**What needs to be done**: Each line below that holds the word "helmet" counts toward the answer; reply with the total number only.
####
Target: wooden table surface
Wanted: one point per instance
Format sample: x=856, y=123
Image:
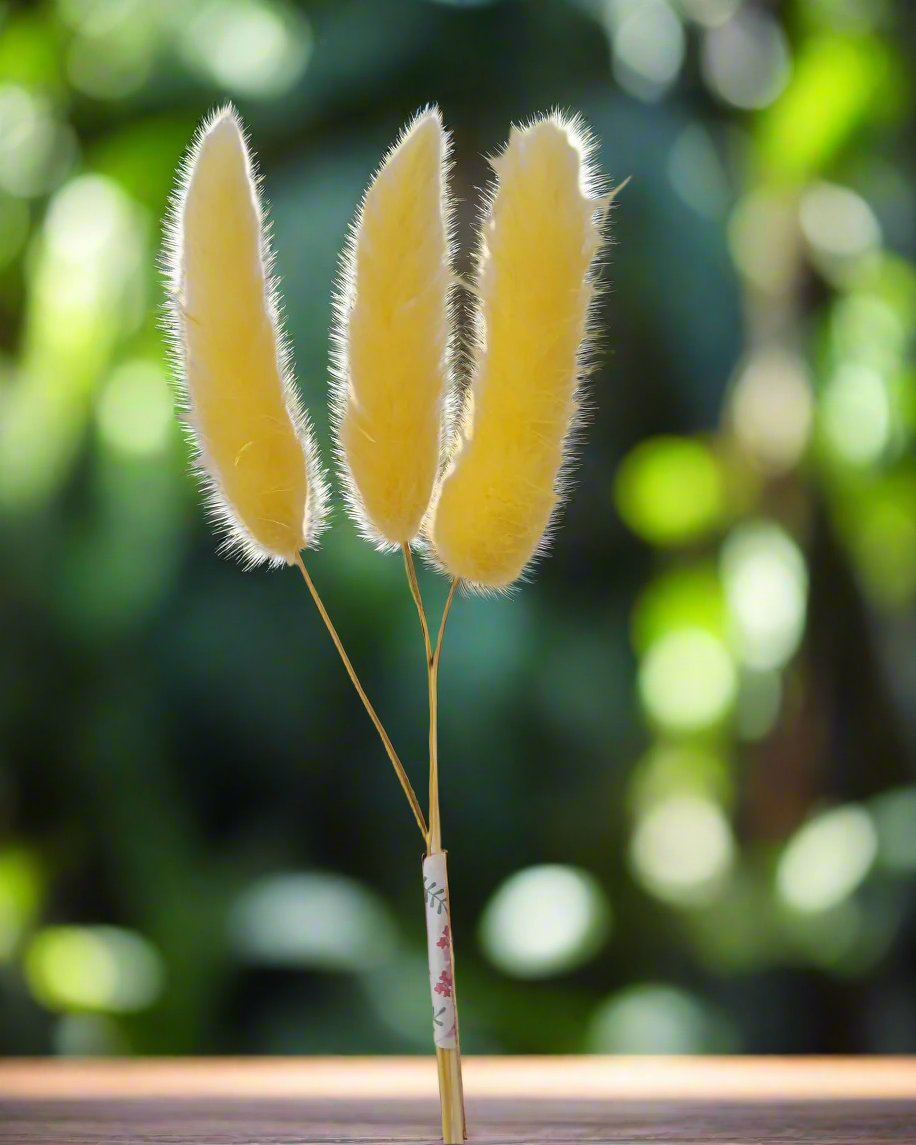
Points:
x=671, y=1100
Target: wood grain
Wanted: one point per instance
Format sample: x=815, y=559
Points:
x=723, y=1100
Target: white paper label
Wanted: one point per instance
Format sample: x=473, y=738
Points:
x=435, y=886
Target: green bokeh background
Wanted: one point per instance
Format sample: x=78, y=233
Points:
x=678, y=766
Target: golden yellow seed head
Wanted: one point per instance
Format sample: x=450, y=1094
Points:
x=393, y=337
x=253, y=440
x=534, y=286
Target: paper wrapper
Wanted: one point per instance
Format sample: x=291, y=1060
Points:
x=435, y=886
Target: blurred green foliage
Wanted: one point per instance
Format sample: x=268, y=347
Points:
x=678, y=767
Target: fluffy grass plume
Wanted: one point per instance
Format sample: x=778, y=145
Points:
x=542, y=231
x=254, y=443
x=392, y=338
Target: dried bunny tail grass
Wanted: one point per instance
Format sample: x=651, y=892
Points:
x=392, y=344
x=535, y=287
x=255, y=451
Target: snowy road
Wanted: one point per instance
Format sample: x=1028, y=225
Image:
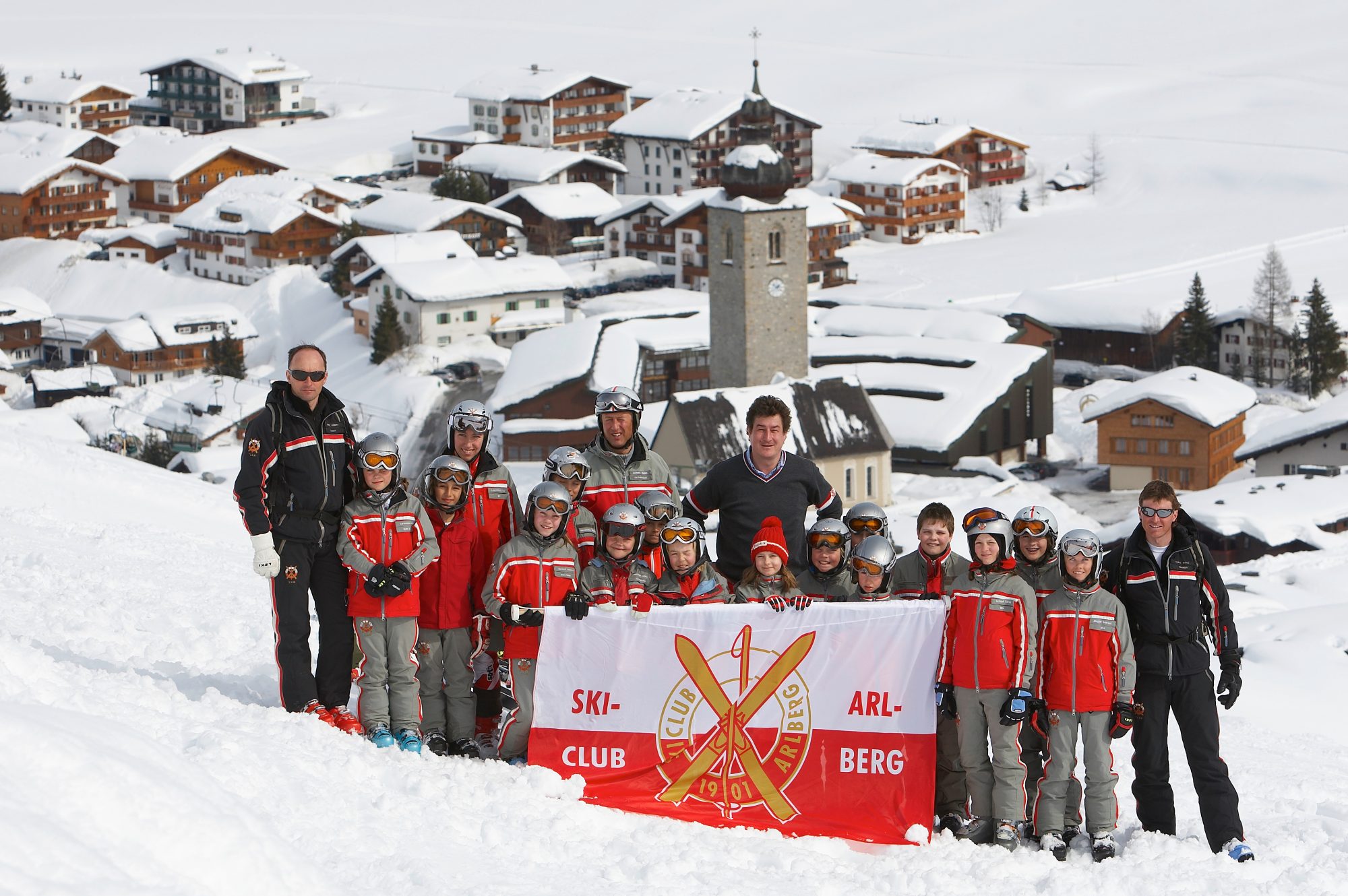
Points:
x=145, y=751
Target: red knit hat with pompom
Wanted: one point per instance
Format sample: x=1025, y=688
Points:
x=770, y=540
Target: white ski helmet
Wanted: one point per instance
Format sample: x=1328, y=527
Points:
x=447, y=468
x=1039, y=522
x=1080, y=544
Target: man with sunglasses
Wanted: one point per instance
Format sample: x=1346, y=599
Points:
x=293, y=482
x=766, y=480
x=1176, y=602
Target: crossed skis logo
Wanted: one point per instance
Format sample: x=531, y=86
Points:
x=708, y=751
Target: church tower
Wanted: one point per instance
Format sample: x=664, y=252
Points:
x=757, y=259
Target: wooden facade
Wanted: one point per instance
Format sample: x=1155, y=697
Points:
x=1152, y=441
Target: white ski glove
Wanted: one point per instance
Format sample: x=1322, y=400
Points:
x=266, y=560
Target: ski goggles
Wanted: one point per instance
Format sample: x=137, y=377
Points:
x=1075, y=548
x=982, y=515
x=379, y=460
x=832, y=541
x=451, y=475
x=553, y=506
x=572, y=472
x=475, y=422
x=870, y=568
x=681, y=536
x=1031, y=527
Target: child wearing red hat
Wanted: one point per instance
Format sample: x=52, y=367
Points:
x=769, y=580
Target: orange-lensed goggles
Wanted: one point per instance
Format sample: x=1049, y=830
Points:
x=679, y=536
x=375, y=460
x=982, y=515
x=834, y=541
x=1031, y=527
x=863, y=565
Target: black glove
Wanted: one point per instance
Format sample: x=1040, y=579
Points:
x=1229, y=686
x=377, y=581
x=576, y=604
x=946, y=700
x=1017, y=707
x=1121, y=720
x=517, y=615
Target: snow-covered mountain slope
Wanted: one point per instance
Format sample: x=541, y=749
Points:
x=145, y=750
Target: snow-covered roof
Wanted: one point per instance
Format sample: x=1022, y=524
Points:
x=1208, y=398
x=1090, y=311
x=564, y=201
x=534, y=165
x=73, y=379
x=924, y=139
x=160, y=158
x=533, y=84
x=1330, y=417
x=685, y=114
x=938, y=387
x=831, y=417
x=40, y=138
x=545, y=360
x=22, y=173
x=869, y=168
x=157, y=236
x=20, y=307
x=245, y=68
x=458, y=134
x=942, y=324
x=57, y=90
x=249, y=214
x=400, y=212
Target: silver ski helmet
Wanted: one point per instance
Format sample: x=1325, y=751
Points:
x=1039, y=522
x=1080, y=544
x=549, y=497
x=447, y=468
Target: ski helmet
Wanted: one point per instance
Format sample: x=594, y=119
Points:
x=1039, y=522
x=684, y=530
x=447, y=468
x=549, y=497
x=626, y=521
x=874, y=556
x=867, y=518
x=379, y=451
x=1080, y=544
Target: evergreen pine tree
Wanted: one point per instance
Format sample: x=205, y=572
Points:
x=1196, y=343
x=1326, y=359
x=227, y=356
x=389, y=336
x=6, y=102
x=456, y=184
x=340, y=281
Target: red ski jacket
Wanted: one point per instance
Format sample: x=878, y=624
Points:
x=452, y=587
x=990, y=631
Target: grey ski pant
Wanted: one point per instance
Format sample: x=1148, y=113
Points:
x=521, y=720
x=1102, y=805
x=997, y=786
x=389, y=673
x=444, y=660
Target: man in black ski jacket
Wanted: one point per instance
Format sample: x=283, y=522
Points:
x=1177, y=604
x=293, y=483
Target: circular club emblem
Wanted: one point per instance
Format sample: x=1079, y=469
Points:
x=737, y=728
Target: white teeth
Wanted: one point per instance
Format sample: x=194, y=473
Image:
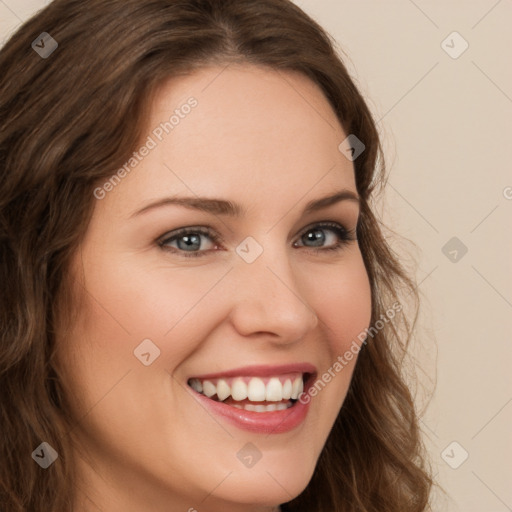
####
**Problem solution**: 3